# GIVEN RECORDS start

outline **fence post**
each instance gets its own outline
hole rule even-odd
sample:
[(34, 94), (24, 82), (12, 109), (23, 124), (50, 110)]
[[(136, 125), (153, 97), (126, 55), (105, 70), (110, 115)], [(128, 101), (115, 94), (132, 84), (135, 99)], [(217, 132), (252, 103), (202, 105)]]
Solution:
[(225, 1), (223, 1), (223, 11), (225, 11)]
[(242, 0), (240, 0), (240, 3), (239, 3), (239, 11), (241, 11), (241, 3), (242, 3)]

# GIVEN RECORDS end

**YOUR INSTRUCTIONS**
Write out the data above line for line, with no changes.

**EXERCISE OUTPUT**
outline **fence post**
each instance gets its own outline
hole rule even-odd
sample:
[(34, 94), (24, 82), (12, 109), (23, 124), (50, 110)]
[[(136, 125), (153, 97), (126, 55), (105, 70), (110, 115)], [(128, 101), (115, 94), (132, 84), (135, 99)], [(217, 132), (252, 103), (202, 105)]]
Solution:
[(225, 1), (223, 1), (223, 11), (225, 11)]
[(242, 0), (240, 0), (240, 3), (239, 3), (239, 11), (241, 11), (241, 3), (242, 3)]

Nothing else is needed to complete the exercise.